--- Begin GIVEN DATA ---
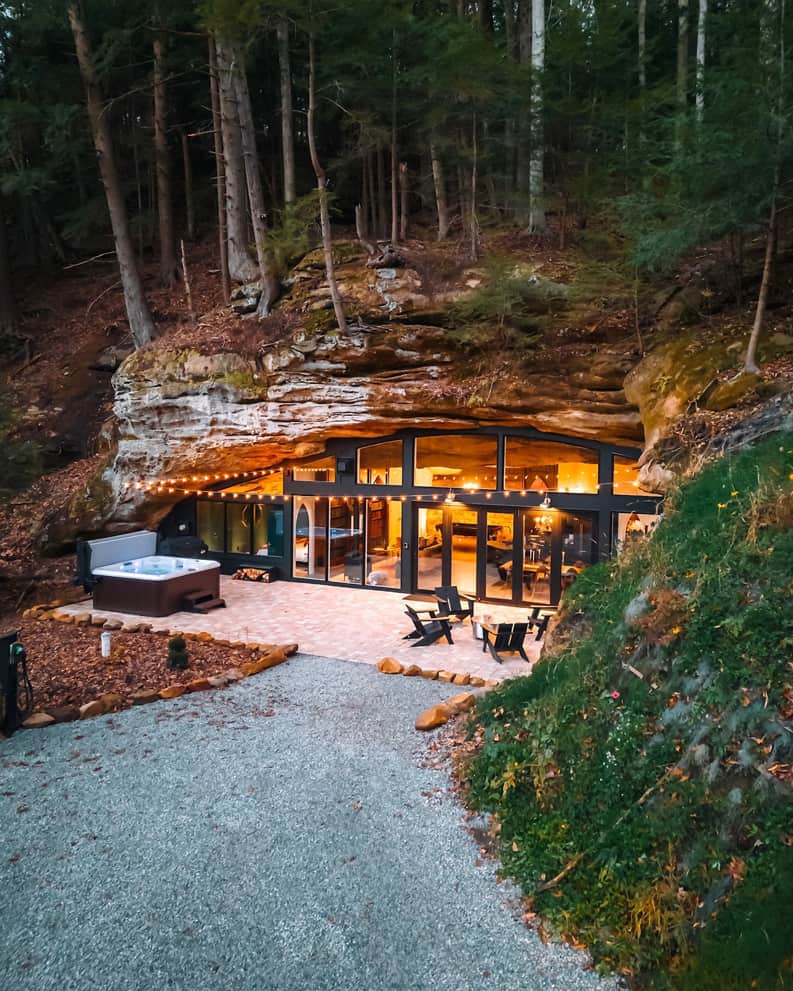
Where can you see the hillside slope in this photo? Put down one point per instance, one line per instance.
(641, 778)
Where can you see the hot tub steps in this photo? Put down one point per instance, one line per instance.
(202, 602)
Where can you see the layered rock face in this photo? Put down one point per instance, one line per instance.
(180, 412)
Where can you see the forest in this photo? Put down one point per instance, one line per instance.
(638, 127)
(235, 234)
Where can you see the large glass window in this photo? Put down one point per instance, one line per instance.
--- End GIVEN DATA ---
**INSTRUCTIONS TO FOLLOW**
Convert the lines of all the records above into a numbered list, omitting any blank lines. Leave the pictures out.

**OUTPUT FOR THIS TASK**
1. Where can you see the hillside slope in this photo? Put down one point per instance, one line per instance.
2. (641, 778)
3. Where can you see the hot tub steps in this photo? Put down one point per instance, one line per instance.
4. (202, 602)
5. Where can you see the layered rock face in this photo? Put down one point per instance, one line per instance.
6. (180, 412)
7. Where can you see the forest in this photo? Put down one point per instance, one line per instance.
8. (638, 127)
9. (235, 234)
10. Where can you see the large glass window in this photo? Put down one point per instance, one line per instance.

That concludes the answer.